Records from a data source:
= = =
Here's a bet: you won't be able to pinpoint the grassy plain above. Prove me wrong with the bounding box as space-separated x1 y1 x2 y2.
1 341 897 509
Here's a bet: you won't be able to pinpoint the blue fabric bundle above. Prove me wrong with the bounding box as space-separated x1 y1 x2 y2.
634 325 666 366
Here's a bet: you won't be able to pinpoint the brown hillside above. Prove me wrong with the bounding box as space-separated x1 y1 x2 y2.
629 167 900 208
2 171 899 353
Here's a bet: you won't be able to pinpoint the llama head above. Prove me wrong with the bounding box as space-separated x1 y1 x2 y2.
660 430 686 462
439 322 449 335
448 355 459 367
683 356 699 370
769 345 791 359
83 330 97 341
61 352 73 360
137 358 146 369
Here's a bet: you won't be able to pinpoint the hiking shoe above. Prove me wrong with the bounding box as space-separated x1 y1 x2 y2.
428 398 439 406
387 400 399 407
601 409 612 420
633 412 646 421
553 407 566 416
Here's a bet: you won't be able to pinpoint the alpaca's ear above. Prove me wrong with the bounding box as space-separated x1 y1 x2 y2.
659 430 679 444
= = =
Goal of the exercise:
Preserving every character, copy the records above out again.

Task answer:
Here's a bet: you won't be able to pinpoint the grassy plain above. Prove me wrong with the bounding box as space-separated x1 y1 x2 y2.
1 341 897 509
Here's a bet: you won't be able to pinpoint the blue fabric bundle above. Prove me wrong with the bounding box as space-separated x1 y1 x2 y2.
634 325 666 366
Here's a bet: you won't be able to pinpoint the brown hillside above. Prove me wrong with the bounding box as space-separated x1 y1 x2 y2.
629 167 900 208
2 171 899 353
Here's a bet: you won't be able to pinpoint the llama head above. Prove me wrong with the bounding box as space-separated x1 y1 x2 y2.
660 430 686 462
439 322 449 335
448 355 459 367
683 356 699 370
769 345 791 359
83 330 97 341
61 352 73 360
137 358 146 369
Here's a bet: you won't be able to pinpoint the hiking shoe above. Prove me wrong with the bounding box as space-separated x1 y1 x2 y2.
428 398 439 406
387 400 399 407
601 409 612 420
633 412 646 421
553 407 566 416
Here's a bet: you won't be able to pinpoint the alpaca's ear above. Prove me wrong with the bounding box as space-separated x1 y1 x2 y2.
659 430 679 444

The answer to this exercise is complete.